◆ **PROBLEM DETAILS**:
Go through the lines below and transcribe each one exactly.

===============

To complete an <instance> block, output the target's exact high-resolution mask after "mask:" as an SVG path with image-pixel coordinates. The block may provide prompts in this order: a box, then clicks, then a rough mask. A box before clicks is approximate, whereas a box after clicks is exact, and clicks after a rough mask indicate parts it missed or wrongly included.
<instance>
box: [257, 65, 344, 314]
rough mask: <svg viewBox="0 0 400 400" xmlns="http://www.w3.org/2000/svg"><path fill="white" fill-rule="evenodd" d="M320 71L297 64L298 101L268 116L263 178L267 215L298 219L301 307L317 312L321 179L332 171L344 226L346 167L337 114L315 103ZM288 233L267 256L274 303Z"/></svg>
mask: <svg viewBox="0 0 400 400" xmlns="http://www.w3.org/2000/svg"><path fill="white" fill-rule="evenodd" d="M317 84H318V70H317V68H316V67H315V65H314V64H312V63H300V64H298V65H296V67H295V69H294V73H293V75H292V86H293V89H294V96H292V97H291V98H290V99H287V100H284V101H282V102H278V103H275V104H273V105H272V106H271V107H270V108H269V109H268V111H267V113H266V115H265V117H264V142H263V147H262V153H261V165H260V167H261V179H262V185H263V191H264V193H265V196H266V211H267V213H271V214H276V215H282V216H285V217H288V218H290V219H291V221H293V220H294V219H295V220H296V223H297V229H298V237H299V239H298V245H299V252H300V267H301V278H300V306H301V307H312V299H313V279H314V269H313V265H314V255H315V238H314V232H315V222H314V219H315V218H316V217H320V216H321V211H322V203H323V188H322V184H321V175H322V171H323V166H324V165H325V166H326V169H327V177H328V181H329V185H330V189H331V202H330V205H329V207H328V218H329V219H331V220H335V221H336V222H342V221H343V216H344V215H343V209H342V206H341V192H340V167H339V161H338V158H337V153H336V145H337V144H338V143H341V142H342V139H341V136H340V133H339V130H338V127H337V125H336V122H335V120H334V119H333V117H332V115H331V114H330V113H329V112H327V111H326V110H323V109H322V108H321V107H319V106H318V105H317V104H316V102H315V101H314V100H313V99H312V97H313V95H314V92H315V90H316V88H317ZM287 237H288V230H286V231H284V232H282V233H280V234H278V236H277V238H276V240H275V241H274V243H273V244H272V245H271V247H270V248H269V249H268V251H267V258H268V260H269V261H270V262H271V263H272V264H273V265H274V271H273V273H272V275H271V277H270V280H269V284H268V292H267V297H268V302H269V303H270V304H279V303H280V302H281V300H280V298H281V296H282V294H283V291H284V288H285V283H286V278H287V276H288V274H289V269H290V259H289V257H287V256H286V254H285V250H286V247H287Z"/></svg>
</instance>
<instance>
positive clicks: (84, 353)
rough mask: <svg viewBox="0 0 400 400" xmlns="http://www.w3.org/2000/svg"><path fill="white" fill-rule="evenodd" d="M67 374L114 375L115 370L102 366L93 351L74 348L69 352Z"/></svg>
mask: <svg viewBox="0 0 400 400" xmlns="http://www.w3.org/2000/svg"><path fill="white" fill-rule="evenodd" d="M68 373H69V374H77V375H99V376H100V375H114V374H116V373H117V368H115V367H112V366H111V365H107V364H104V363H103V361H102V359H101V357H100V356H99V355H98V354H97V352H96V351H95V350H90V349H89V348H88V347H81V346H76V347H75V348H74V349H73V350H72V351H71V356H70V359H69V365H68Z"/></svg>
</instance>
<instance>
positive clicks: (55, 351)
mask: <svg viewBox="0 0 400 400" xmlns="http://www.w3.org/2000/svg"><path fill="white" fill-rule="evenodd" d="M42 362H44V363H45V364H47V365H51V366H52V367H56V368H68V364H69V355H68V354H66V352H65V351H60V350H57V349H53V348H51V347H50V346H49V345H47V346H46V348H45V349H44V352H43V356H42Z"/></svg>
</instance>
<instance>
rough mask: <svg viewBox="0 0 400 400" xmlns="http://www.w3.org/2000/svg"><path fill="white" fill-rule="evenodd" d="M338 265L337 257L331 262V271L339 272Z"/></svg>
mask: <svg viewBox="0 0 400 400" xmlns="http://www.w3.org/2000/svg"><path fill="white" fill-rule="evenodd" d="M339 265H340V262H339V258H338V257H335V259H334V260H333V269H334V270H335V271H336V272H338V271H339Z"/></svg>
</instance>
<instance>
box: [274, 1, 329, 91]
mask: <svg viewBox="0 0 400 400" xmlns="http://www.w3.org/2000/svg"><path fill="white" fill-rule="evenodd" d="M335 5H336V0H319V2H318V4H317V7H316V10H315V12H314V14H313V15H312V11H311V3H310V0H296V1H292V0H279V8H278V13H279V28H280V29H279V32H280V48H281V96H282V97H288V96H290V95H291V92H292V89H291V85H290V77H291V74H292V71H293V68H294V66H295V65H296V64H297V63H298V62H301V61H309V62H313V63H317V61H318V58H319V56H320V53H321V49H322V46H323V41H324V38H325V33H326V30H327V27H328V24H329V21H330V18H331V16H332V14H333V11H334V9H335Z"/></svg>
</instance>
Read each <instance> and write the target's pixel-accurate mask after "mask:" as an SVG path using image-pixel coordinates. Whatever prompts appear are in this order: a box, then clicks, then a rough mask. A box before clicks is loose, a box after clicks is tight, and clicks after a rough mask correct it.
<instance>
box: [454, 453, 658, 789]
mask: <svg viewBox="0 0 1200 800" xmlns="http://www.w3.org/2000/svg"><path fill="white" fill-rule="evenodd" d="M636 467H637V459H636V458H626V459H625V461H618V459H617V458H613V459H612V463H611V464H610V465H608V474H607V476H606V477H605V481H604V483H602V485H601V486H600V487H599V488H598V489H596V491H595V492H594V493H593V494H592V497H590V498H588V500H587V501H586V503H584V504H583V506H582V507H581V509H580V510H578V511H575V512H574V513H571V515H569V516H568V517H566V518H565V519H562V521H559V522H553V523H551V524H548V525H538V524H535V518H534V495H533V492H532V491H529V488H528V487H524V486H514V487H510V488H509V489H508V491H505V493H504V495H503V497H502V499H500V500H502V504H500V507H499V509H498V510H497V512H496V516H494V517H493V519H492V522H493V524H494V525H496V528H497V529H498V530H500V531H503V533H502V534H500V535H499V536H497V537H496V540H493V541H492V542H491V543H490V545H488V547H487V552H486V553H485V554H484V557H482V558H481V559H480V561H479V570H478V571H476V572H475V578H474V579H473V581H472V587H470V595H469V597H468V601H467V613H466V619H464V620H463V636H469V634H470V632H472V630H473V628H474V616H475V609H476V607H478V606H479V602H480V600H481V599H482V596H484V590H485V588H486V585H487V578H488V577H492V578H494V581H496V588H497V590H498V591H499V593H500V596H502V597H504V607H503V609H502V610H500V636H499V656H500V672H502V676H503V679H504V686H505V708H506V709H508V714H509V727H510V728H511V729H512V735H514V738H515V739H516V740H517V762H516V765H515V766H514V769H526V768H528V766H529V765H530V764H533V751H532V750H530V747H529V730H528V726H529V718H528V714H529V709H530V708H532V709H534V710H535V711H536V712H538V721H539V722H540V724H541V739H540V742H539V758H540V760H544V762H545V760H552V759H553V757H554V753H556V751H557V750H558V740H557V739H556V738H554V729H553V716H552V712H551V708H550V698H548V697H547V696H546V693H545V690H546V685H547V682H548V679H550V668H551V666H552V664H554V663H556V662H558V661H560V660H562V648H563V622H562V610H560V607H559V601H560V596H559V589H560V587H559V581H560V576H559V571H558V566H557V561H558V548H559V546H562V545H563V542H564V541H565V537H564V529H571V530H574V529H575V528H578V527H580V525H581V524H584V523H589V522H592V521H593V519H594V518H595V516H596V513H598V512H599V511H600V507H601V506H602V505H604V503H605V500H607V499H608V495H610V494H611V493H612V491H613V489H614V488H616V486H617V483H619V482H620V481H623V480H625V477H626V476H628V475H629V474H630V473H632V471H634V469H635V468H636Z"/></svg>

===============

◆ **COMPLETED EXERCISE**:
To complete an <instance> block, output the target's exact high-resolution mask after "mask:" as an SVG path with image-pixel coordinates. The block may provide prompts in this order: a box, then clicks, then a rough mask. A box before clicks is approximate, whereas a box after clicks is exact, and clicks after a rough mask indicate parts it missed or wrongly included.
<instance>
box: [257, 65, 344, 314]
rough mask: <svg viewBox="0 0 400 400" xmlns="http://www.w3.org/2000/svg"><path fill="white" fill-rule="evenodd" d="M320 71L297 64L298 101L268 116L263 178L267 215L298 219L301 307L317 312L321 179L332 171L344 226L346 167L337 114L315 103ZM288 233L267 256L274 303Z"/></svg>
mask: <svg viewBox="0 0 400 400" xmlns="http://www.w3.org/2000/svg"><path fill="white" fill-rule="evenodd" d="M317 84H318V70H317V68H316V67H315V65H314V64H312V63H300V64H298V65H296V67H295V69H294V73H293V75H292V86H293V89H294V96H292V97H291V98H290V99H287V100H284V101H282V102H278V103H275V104H273V105H272V106H271V107H270V108H269V109H268V111H267V113H266V115H265V117H264V142H263V147H262V153H261V165H260V167H261V179H262V185H263V191H264V193H265V196H266V211H267V213H271V214H276V215H282V216H285V217H288V218H290V219H291V221H293V220H294V219H295V220H296V223H297V229H298V237H299V239H298V245H299V252H300V267H301V278H300V306H301V307H312V299H313V279H314V269H313V265H314V255H315V238H314V232H315V222H314V219H315V218H316V217H320V216H321V211H322V203H323V188H322V184H321V175H322V171H323V166H324V165H325V166H326V169H327V177H328V181H329V185H330V189H331V202H330V205H329V207H328V218H329V219H331V220H335V221H336V222H342V221H343V216H344V215H343V209H342V206H341V192H340V167H339V161H338V158H337V153H336V145H337V144H338V143H341V142H342V139H341V136H340V133H339V130H338V127H337V125H336V122H335V120H334V119H333V117H332V115H331V114H330V113H329V112H327V111H326V110H323V109H322V108H321V107H319V106H318V105H317V104H316V102H315V101H314V100H313V99H312V97H313V95H314V92H315V90H316V88H317ZM287 237H288V230H286V231H284V232H282V233H280V234H278V236H277V238H276V240H275V241H274V243H273V244H272V245H271V247H270V248H269V249H268V251H267V258H268V260H269V261H270V262H271V263H272V264H273V265H274V271H273V273H272V275H271V277H270V280H269V284H268V292H267V297H268V302H269V303H270V304H279V303H280V302H281V300H280V298H281V296H282V294H283V291H284V288H285V283H286V278H287V276H288V274H289V269H290V259H289V257H287V256H286V254H285V250H286V247H287Z"/></svg>
</instance>
<instance>
positive clicks: (84, 353)
rough mask: <svg viewBox="0 0 400 400" xmlns="http://www.w3.org/2000/svg"><path fill="white" fill-rule="evenodd" d="M67 374L114 375L115 370L102 366L93 351L74 348L69 352Z"/></svg>
mask: <svg viewBox="0 0 400 400" xmlns="http://www.w3.org/2000/svg"><path fill="white" fill-rule="evenodd" d="M68 373H69V374H77V375H99V376H100V375H114V374H116V373H117V368H115V367H112V366H111V365H107V364H104V363H103V361H102V359H101V357H100V356H99V355H98V354H97V352H96V351H95V350H90V349H89V348H88V347H81V346H76V347H75V348H74V349H73V350H72V351H71V356H70V359H69V365H68Z"/></svg>
</instance>
<instance>
positive clicks: (55, 351)
mask: <svg viewBox="0 0 400 400" xmlns="http://www.w3.org/2000/svg"><path fill="white" fill-rule="evenodd" d="M42 362H44V363H45V364H47V365H51V366H52V367H56V368H68V364H69V355H68V354H66V352H65V351H60V350H57V349H53V348H51V347H50V346H49V345H47V346H46V348H45V349H44V352H43V356H42Z"/></svg>
</instance>
<instance>
rough mask: <svg viewBox="0 0 400 400" xmlns="http://www.w3.org/2000/svg"><path fill="white" fill-rule="evenodd" d="M338 265L337 257L331 262V271L339 272Z"/></svg>
mask: <svg viewBox="0 0 400 400" xmlns="http://www.w3.org/2000/svg"><path fill="white" fill-rule="evenodd" d="M339 265H340V262H339V258H338V257H335V259H334V260H333V269H334V270H335V271H336V272H338V271H339Z"/></svg>
</instance>
<instance>
box: [274, 1, 329, 91]
mask: <svg viewBox="0 0 400 400" xmlns="http://www.w3.org/2000/svg"><path fill="white" fill-rule="evenodd" d="M335 5H336V0H319V2H318V4H317V7H316V10H315V12H314V14H313V15H312V11H311V3H310V0H296V1H292V0H279V8H278V13H279V28H280V29H279V32H280V48H281V96H282V97H288V96H290V95H291V92H292V89H291V85H290V77H291V74H292V71H293V68H294V66H295V65H296V64H297V63H298V62H301V61H309V62H313V63H317V61H318V58H319V56H320V53H321V49H322V46H323V41H324V38H325V33H326V30H327V27H328V24H329V21H330V18H331V16H332V14H333V11H334V9H335Z"/></svg>
</instance>
Read each <instance> and write the target's pixel-accurate mask after "mask:" as an SVG path using image-pixel coordinates. Whatever prompts appear are in this order: a box, then clicks, then a rough mask. A box before clicks is loose, a box after clicks is tight, and clicks after a rough mask correct it.
<instance>
box: [454, 453, 658, 789]
mask: <svg viewBox="0 0 1200 800" xmlns="http://www.w3.org/2000/svg"><path fill="white" fill-rule="evenodd" d="M636 467H637V459H636V458H626V459H625V461H618V459H617V458H613V459H612V463H611V464H610V465H608V474H607V476H606V477H605V481H604V483H602V485H601V486H600V487H599V488H598V489H596V491H595V492H594V493H593V494H592V497H590V498H588V500H587V501H586V503H584V504H583V506H582V507H581V509H580V510H578V511H575V512H574V513H571V515H569V516H568V517H566V518H565V519H562V521H559V522H553V523H551V524H548V525H538V524H535V518H534V495H533V492H532V491H529V488H528V487H524V486H514V487H510V488H509V489H508V491H505V493H504V495H503V497H502V499H500V500H502V504H500V507H499V509H498V510H497V512H496V516H494V517H493V519H492V522H493V524H494V525H496V528H497V529H498V530H500V531H503V533H502V534H500V535H499V536H497V537H496V540H493V541H492V542H491V543H490V545H488V547H487V552H486V553H485V554H484V557H482V558H481V559H480V561H479V570H478V571H476V572H475V578H474V579H473V581H472V587H470V595H469V597H468V601H467V613H466V619H464V620H463V636H469V634H470V632H472V630H473V628H474V616H475V609H476V607H478V606H479V602H480V600H481V599H482V596H484V590H485V588H486V585H487V578H488V577H492V578H494V581H496V588H497V590H498V591H499V593H500V596H502V597H504V607H503V609H502V610H500V636H499V656H500V672H502V676H503V679H504V686H505V708H506V709H508V714H509V727H510V728H511V729H512V735H514V738H515V739H516V740H517V762H516V765H515V766H514V769H526V768H528V766H529V765H530V764H533V751H532V750H530V747H529V730H528V726H529V718H528V714H529V709H530V708H532V709H534V710H535V711H536V712H538V721H539V722H540V724H541V739H540V742H539V758H540V760H544V762H545V760H552V759H553V757H554V753H556V751H557V750H558V740H557V739H556V738H554V729H553V716H552V712H551V708H550V698H548V697H547V696H546V693H545V690H546V685H547V682H548V679H550V668H551V666H552V664H554V663H556V662H558V661H560V660H562V648H563V622H562V610H560V607H559V601H560V596H559V589H560V587H559V581H560V576H559V571H558V566H557V561H558V548H559V546H562V545H563V542H564V541H565V537H564V529H571V530H574V529H575V528H578V527H580V525H581V524H584V523H589V522H592V521H593V519H594V518H595V516H596V513H598V512H599V511H600V507H601V506H602V505H604V503H605V500H607V499H608V495H610V494H611V493H612V491H613V489H614V488H616V486H617V483H619V482H620V481H623V480H625V477H626V476H628V475H629V474H630V473H632V471H634V469H635V468H636Z"/></svg>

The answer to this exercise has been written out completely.